**EXERCISE BRIEF**: From the line containing "Target: driveway" down to the final entry below, restate each line word for word.

[Collection entries]
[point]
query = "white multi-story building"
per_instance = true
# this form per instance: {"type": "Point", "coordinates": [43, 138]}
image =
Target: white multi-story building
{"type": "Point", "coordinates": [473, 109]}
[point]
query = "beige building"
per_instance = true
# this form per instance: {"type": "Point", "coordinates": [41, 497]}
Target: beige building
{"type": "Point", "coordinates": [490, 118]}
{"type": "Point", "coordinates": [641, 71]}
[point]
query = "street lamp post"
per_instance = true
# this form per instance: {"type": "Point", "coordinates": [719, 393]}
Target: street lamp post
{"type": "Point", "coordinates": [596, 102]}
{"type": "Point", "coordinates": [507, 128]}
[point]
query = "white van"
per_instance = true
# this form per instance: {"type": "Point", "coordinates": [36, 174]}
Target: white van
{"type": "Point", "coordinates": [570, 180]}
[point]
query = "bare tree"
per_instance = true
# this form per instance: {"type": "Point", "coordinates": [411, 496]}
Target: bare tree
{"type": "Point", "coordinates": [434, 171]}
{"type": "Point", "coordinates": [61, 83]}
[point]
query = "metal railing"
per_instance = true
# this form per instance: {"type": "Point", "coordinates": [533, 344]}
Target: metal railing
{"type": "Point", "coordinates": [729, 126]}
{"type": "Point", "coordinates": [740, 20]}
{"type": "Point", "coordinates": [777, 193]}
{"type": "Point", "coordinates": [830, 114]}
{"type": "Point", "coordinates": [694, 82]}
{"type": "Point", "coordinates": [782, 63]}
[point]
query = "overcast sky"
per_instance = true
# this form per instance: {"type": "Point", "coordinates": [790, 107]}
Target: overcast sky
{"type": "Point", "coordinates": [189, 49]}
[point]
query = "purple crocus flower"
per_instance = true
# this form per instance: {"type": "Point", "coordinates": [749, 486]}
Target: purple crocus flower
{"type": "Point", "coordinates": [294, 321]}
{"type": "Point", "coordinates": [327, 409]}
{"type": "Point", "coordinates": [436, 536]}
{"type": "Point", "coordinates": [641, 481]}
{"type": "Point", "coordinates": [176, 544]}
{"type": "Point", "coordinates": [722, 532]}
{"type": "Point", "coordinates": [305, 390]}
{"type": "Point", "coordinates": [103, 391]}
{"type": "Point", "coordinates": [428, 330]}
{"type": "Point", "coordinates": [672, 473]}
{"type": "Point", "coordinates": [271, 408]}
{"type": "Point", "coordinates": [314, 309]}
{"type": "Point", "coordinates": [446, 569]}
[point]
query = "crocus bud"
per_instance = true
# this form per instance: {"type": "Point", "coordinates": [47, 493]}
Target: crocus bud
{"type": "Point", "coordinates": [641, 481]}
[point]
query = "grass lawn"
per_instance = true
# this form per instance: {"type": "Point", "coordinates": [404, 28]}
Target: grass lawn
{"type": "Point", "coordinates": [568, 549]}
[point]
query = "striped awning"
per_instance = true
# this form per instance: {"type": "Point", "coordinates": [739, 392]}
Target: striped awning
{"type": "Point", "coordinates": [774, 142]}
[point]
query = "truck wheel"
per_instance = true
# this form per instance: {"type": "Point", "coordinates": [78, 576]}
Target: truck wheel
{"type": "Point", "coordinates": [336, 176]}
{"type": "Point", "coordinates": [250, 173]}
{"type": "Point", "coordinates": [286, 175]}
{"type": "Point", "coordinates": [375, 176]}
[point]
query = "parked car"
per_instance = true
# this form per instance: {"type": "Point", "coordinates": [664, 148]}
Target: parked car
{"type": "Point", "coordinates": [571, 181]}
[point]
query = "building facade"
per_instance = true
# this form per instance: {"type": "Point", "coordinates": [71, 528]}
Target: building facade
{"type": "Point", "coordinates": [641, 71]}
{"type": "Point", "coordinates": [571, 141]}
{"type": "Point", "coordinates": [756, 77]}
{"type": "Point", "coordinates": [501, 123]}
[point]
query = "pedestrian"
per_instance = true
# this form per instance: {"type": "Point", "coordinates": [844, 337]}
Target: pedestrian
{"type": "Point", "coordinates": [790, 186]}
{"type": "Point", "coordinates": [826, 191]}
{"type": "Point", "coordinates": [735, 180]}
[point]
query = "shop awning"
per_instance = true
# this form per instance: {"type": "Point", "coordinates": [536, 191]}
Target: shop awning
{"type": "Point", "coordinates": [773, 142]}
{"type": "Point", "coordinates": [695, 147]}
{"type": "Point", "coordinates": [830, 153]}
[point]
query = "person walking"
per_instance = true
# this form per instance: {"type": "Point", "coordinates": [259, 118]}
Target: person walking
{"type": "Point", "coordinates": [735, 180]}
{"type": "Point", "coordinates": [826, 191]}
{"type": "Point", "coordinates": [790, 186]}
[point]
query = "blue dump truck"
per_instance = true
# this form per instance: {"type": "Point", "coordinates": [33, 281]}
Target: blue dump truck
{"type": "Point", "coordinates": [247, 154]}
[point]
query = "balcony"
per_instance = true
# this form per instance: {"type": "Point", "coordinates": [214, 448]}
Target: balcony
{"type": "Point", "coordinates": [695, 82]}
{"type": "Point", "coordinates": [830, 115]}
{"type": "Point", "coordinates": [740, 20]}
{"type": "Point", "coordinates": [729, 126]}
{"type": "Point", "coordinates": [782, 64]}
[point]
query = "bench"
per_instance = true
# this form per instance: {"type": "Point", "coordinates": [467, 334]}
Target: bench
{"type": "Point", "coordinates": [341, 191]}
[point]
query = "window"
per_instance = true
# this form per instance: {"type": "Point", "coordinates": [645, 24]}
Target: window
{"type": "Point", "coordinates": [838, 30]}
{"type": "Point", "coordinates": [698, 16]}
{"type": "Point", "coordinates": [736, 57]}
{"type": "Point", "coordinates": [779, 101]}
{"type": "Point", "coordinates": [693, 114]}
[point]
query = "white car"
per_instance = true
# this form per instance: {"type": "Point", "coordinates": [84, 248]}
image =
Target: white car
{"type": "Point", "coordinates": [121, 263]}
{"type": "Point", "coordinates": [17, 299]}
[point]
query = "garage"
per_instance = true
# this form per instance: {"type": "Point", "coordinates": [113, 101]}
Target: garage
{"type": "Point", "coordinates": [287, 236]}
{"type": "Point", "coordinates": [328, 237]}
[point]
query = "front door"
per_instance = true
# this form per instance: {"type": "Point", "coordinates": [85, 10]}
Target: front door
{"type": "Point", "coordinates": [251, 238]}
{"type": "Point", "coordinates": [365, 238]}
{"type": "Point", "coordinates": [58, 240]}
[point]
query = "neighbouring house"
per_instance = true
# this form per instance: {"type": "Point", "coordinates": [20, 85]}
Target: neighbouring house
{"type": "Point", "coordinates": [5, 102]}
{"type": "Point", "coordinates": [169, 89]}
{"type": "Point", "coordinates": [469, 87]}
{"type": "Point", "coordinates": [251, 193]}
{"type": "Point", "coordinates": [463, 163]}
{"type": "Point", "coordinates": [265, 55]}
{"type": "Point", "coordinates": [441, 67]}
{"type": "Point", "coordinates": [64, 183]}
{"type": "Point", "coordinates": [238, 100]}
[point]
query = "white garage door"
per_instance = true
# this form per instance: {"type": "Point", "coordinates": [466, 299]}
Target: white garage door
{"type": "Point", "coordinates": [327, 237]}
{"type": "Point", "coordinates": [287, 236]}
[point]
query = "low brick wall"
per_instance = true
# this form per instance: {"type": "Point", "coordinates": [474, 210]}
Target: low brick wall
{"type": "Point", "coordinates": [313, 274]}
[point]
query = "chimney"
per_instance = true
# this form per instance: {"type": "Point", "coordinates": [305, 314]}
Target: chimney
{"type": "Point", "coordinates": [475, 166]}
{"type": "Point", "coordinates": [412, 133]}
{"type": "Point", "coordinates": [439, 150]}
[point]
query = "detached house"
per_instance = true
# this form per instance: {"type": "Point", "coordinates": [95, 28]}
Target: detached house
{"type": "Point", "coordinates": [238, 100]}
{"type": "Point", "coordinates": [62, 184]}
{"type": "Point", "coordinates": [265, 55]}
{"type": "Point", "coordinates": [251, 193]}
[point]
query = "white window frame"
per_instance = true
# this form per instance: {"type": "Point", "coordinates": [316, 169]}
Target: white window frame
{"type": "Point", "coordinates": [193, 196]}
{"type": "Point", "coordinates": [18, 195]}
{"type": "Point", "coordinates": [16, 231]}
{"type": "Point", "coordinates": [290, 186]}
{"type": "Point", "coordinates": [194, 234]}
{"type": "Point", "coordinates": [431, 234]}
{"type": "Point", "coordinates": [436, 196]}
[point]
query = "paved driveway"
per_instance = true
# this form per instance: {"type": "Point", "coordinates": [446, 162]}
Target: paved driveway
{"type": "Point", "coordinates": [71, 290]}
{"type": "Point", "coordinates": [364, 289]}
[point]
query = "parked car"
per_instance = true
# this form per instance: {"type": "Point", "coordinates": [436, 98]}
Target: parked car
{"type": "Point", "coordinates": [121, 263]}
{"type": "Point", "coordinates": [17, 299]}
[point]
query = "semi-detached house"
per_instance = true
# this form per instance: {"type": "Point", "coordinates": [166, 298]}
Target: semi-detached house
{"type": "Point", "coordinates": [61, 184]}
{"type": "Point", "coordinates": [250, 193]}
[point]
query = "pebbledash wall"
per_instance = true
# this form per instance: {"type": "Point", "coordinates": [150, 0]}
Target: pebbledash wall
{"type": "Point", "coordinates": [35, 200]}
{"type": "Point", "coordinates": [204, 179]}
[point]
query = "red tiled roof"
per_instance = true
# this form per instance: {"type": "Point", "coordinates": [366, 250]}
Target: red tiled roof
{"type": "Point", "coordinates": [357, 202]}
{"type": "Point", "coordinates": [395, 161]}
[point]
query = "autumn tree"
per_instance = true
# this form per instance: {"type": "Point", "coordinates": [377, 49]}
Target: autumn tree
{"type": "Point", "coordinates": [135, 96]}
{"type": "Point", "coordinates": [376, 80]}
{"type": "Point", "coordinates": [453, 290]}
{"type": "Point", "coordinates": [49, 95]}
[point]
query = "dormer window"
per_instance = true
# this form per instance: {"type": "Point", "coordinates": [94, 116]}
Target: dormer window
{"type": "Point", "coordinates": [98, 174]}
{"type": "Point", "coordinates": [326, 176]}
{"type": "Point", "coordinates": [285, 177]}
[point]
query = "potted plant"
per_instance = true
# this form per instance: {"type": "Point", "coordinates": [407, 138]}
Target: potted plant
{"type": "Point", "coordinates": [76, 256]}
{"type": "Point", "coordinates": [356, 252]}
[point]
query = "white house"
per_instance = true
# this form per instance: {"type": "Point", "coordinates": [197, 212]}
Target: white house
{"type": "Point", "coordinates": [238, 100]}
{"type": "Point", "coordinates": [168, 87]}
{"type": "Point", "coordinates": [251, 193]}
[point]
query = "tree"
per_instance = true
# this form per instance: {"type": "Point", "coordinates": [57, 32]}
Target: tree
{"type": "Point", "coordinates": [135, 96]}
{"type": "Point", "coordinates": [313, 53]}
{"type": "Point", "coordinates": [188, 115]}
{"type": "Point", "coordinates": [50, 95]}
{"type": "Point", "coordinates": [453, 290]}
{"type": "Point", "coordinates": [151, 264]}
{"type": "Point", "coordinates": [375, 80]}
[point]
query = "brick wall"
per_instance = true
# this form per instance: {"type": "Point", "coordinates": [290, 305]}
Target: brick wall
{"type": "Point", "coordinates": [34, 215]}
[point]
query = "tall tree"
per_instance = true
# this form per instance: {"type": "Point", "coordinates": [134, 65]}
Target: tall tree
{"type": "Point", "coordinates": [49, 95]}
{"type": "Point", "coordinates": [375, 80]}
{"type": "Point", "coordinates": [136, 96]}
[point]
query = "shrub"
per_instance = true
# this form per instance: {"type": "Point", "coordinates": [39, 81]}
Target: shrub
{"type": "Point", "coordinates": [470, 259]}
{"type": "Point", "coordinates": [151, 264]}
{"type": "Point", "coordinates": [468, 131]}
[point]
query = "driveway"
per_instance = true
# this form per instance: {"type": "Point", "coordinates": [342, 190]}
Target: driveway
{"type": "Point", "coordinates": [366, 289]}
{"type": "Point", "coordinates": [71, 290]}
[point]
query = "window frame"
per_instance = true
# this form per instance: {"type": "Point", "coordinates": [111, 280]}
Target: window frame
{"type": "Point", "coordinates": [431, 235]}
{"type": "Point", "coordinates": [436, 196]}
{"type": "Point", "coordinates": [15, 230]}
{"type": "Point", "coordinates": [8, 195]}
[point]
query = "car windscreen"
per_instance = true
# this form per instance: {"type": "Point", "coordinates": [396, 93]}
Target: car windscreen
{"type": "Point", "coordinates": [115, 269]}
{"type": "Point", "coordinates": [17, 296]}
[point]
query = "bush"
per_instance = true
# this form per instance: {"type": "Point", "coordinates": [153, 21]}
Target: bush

**RESULT OF THIS TASK**:
Target: driveway
{"type": "Point", "coordinates": [366, 289]}
{"type": "Point", "coordinates": [71, 290]}
[point]
query = "window frame"
per_instance = true
# this form per instance: {"type": "Point", "coordinates": [111, 280]}
Target: window frame
{"type": "Point", "coordinates": [431, 235]}
{"type": "Point", "coordinates": [436, 196]}
{"type": "Point", "coordinates": [15, 230]}
{"type": "Point", "coordinates": [8, 195]}
[point]
query = "car windscreen"
per_instance = true
# this form per instance: {"type": "Point", "coordinates": [396, 93]}
Target: car windscreen
{"type": "Point", "coordinates": [115, 269]}
{"type": "Point", "coordinates": [17, 296]}
[point]
query = "bush"
per_instance = true
# this form per instance: {"type": "Point", "coordinates": [153, 21]}
Target: bush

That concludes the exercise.